[Saved entries]
________

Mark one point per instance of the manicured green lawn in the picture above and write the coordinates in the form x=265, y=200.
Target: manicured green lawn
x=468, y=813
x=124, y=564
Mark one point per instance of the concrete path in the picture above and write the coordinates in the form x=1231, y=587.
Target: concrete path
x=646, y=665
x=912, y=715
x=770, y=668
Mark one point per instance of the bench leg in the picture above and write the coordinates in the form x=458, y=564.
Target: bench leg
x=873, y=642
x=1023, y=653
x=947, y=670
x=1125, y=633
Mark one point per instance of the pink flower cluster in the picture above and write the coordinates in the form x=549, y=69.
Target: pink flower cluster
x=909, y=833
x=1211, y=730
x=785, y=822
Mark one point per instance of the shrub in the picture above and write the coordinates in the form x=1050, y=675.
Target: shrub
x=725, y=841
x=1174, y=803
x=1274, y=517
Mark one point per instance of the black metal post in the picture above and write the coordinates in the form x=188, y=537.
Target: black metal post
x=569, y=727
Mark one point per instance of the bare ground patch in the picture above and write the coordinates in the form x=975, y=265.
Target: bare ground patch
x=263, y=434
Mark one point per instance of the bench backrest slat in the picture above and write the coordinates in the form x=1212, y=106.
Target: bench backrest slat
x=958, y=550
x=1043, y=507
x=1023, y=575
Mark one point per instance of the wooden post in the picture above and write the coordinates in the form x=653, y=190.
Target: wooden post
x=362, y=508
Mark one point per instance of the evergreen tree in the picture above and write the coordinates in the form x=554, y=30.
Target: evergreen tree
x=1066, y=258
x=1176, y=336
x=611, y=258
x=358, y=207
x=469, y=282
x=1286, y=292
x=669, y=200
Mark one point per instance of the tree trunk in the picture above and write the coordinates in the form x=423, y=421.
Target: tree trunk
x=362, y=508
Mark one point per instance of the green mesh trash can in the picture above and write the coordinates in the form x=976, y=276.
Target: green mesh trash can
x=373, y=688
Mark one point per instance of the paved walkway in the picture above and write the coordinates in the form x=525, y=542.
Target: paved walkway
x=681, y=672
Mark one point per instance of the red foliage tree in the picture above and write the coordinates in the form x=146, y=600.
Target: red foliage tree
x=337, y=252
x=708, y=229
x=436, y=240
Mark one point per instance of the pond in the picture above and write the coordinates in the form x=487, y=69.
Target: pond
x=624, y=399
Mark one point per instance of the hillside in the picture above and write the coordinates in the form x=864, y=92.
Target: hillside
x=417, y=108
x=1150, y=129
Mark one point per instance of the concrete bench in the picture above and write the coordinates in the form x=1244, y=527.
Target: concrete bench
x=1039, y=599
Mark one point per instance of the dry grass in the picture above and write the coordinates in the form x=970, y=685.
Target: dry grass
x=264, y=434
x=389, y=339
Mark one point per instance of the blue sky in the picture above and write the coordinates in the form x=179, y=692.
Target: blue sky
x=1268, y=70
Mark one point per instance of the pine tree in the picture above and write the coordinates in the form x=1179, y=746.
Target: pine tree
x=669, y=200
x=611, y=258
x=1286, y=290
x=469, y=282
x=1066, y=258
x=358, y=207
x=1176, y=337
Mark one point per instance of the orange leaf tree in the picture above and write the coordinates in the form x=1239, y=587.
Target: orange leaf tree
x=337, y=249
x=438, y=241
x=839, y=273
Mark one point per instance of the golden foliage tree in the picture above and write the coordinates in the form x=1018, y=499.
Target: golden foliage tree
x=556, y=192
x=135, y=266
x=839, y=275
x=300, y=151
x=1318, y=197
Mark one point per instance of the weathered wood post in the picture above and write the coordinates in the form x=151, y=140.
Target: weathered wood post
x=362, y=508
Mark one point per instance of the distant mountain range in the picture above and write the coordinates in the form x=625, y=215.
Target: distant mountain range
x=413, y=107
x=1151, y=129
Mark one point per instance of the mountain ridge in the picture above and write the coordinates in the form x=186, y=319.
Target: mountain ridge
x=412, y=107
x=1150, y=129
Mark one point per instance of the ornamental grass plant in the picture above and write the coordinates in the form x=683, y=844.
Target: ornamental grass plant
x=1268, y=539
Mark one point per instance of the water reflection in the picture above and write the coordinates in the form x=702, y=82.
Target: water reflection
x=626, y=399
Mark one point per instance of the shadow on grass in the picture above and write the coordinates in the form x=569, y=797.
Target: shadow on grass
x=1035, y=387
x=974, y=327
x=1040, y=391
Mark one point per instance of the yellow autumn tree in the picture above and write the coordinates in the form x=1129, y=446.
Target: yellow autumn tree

________

Exercise description: Once you find the line with "Target: pink flower cluster" above, print it and every line after it up to and including the line with "Mark one point per instance of the bench backrest", exactly as written and nothing else.

Task solution:
Target: pink flower cluster
x=909, y=833
x=1211, y=730
x=785, y=822
Mark one point per instance of the shrub in the picture above and write the coordinates in the form x=1050, y=675.
Target: shrub
x=725, y=841
x=1174, y=803
x=1274, y=517
Mark one point per instance of the black metal post in the picture above and write the coordinates in the form x=188, y=537.
Target: black metal post
x=569, y=727
Mark one point per instance of the bare ground patch in the picture above and write the coordinates in the form x=975, y=265.
Target: bare ground patch
x=263, y=434
Mark one point per instance of the bench backrest slat in the picture above and write the coordinates in the form x=1212, y=106.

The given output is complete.